» **Problem description**
Find every line in the records below that contains the string "water" and copy each of those lines. Matching is case-sensitive.
***** Given records *****
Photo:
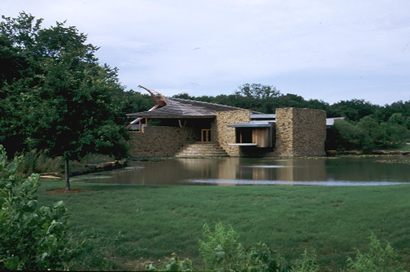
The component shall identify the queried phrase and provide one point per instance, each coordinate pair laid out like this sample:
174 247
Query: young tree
64 97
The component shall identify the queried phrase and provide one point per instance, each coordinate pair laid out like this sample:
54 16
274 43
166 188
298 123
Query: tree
63 103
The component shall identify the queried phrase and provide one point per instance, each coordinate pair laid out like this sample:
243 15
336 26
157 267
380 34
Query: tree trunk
67 174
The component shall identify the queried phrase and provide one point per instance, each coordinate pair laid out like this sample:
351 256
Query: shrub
220 248
31 236
38 162
379 258
173 264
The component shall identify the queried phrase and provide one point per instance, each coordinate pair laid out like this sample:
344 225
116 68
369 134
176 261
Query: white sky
329 50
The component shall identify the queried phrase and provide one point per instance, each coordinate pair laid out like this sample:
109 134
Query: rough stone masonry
300 132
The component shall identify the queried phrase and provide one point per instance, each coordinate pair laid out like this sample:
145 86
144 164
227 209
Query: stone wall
223 134
300 132
159 141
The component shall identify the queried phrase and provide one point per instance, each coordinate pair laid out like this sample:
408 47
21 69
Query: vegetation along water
59 104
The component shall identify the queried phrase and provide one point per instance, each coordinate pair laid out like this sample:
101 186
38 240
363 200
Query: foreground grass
127 225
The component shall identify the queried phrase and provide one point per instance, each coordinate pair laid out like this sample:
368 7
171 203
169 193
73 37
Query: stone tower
300 132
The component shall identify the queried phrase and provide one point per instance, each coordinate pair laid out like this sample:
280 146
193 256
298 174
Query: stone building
187 128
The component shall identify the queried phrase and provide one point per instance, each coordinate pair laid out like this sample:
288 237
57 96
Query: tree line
55 95
366 126
58 98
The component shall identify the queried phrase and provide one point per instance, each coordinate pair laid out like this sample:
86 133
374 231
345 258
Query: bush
173 264
220 248
38 162
379 258
31 236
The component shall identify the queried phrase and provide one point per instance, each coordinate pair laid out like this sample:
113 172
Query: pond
331 171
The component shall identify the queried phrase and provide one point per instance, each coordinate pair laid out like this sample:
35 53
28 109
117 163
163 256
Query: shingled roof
184 108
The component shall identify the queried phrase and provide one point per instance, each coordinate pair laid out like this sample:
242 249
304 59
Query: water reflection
266 171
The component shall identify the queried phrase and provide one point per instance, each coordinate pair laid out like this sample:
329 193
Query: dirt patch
58 191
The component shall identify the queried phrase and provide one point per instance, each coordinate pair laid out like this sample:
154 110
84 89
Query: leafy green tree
32 237
63 102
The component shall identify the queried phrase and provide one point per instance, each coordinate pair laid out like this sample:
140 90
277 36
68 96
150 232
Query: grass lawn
127 225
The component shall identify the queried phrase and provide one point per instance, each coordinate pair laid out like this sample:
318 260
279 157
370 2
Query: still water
340 171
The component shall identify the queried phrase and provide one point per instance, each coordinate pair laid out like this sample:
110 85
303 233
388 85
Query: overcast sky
329 50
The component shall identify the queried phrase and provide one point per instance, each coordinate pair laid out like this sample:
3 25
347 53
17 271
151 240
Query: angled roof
183 108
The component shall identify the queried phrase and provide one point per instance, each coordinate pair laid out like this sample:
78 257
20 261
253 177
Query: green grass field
126 226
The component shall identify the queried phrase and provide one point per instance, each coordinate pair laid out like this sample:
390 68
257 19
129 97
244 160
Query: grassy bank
127 225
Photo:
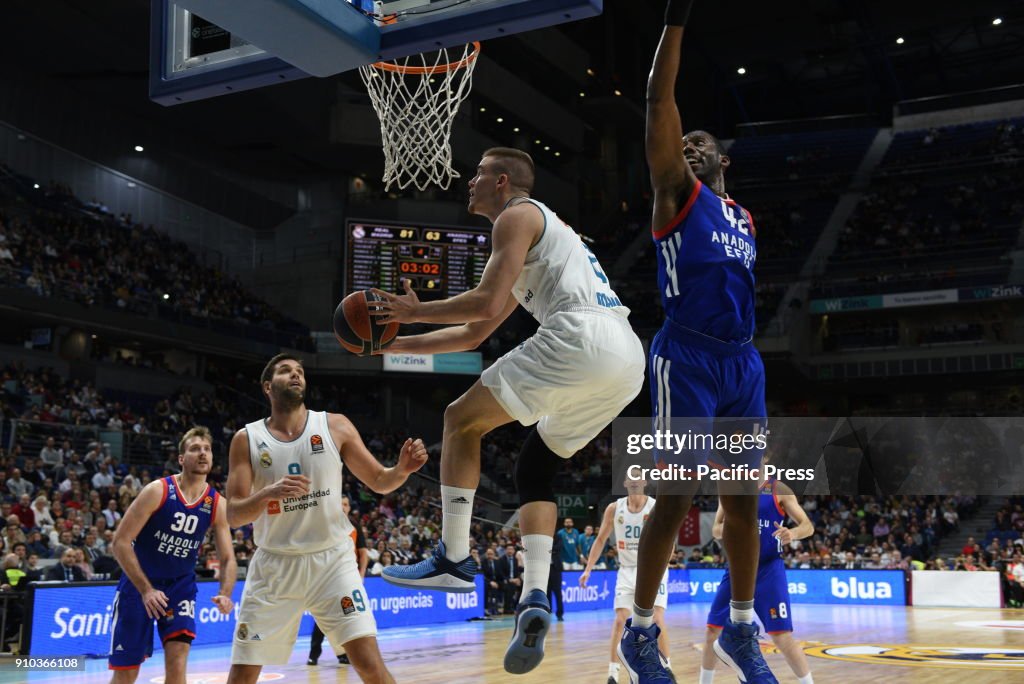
*****
» **Correct output**
Query: vegetation along water
Query: water reflection
Query: still water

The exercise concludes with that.